[DOCUMENT EXTRACT]
------------------------------------

1974 00:34:38 United StatesEnglishB&W4:31/2" open reel video

Description

Characteristic of much of Gillette's work—which treats video as a field of light, movement and reflection—Muse extends beyond optical sensation to engage the viewer in metaphysical contemplation. The dilemma of human rationality in the face of nature's unswerving course is stated by the narrator: "This is senseless. Shall I make sense or tell the truth? Choose either—I cannot do both... To be at all is to be wrong...." Over quiet landscape images, the narrative builds to a claustrophobic, Beckett-like atmosphere of suspended struggle, while a dense collage of visual and auditory textures conveys the intricacy of all natural systems— including consciousness.

This title was in the original Castelli-Sonnabend video art collection.

About Frank Gillette

Like Keith Sonnier and Bruce Nauman, Frank Gillette's videos work as a system of echoes, communications, and dialogues — a means of linking the self with external environmental reality. In the early 1970s Gillette experimented with multi-channel installations that incorporated the viewer's image in delayed feedback loops, calling into question the apparent passivity of transmitted information while analyzing the changes that technological linkage causes in the audience. In the late '60s and '70s, he built video matrixes that integrated the viewer's image with pre-recorded information. In 1969 he produced, along with Ira Schneider, the interactive video installation Wipe Cycle, a work of seminal importance. It expanded on the possibilities of the relation of the audience to the artwork, from passive receptors to actual participants. Gillette was also a member of the alternative media collective Raindance Corporation, publisher of Radical Software, a magazine about new and inventive uses of video technology.

 "Instead of contemplating objects as an aesthetic loop, so to speak, we can now potentially contemplate processes. The real revolution is moving away from static image to evolving image."

------------------------------------

[Point annotation dataset records]

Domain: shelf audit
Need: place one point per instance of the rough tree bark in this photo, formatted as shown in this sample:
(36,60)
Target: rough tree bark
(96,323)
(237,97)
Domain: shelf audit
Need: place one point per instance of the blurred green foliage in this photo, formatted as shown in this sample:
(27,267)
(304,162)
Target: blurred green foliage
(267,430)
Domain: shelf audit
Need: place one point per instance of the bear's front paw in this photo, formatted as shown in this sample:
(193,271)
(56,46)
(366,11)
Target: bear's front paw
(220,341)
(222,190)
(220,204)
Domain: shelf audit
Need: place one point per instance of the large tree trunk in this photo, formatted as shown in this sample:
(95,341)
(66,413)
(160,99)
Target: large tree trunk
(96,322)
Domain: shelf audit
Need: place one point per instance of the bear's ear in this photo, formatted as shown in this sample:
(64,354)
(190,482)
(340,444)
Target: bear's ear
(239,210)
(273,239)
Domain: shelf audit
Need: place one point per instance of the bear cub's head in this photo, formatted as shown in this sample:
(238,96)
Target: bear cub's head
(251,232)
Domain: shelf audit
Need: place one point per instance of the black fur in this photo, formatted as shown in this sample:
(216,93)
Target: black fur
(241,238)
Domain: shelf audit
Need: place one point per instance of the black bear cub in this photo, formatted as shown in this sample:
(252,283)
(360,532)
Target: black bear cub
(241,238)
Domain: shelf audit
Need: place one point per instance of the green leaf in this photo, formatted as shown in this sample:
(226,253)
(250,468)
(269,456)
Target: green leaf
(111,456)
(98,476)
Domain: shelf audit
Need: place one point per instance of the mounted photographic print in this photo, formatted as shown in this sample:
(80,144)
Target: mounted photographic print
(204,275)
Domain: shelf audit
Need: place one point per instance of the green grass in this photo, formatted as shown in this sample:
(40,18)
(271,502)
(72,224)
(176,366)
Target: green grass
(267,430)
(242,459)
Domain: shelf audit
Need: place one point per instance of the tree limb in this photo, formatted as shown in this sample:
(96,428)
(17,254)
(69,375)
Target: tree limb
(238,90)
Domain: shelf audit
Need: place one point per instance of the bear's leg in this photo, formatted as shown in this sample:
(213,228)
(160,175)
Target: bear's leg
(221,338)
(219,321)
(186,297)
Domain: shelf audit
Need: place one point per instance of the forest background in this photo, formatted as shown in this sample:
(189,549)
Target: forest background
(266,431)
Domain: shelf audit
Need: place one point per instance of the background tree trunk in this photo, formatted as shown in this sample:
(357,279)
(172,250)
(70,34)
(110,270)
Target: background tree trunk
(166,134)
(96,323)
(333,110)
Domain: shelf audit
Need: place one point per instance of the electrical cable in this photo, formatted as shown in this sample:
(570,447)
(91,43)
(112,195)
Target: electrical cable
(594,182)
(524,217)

------------------------------------

[THE TASKS]
• 1. According to the Muse description, which alternative media collective counted Frank Gillette as a member?
• 2. From the Muse description, copy the passage between "Characteristic of much" and "video art collection.", inclusive.
• 3. Condense the paragraph of the Muse description that begins "Like Keith Sonnier and Bruce Nauman" into a bulleted list that keeps its main facts.

[SOLUTION LIST]
• 1. Raindance Corporation.

• 2.
Characteristic of much of Gillette's work—which treats video as a field of light, movement and reflection—Muse extends beyond optical sensation to engage the viewer in metaphysical contemplation. The dilemma of human rationality in the face of nature's unswerving course is stated by the narrator: "This is senseless. Shall I make sense or tell the truth? Choose either—I cannot do both... To be at all is to be wrong...." Over quiet landscape images, the narrative builds to a claustrophobic, Beckett-like atmosphere of suspended struggle, while a dense collage of visual and auditory textures conveys the intricacy of all natural systems— including consciousness.

This title was in the original Castelli-Sonnabend video art collection.

• 3.
- Like those of Keith Sonnier and Bruce Nauman, Frank Gillette's videos work as a system of echoes, communications, and dialogues that link the self with external environmental reality.
- In the early 1970s he experimented with multi-channel installations that placed the viewer's image in delayed feedback loops. These works questioned the apparent passivity of transmitted information and analyzed how technological linkage changes the audience.
- In the late '60s and '70s he built video matrixes that integrated the viewer's image with pre-recorded information.
- In 1969 he and Ira Schneider produced Wipe Cycle, a seminal interactive video installation that turned the audience from passive receptors into actual participants.
- He was a member of the Raindance Corporation, which published Radical Software, a magazine about new and inventive uses of video technology.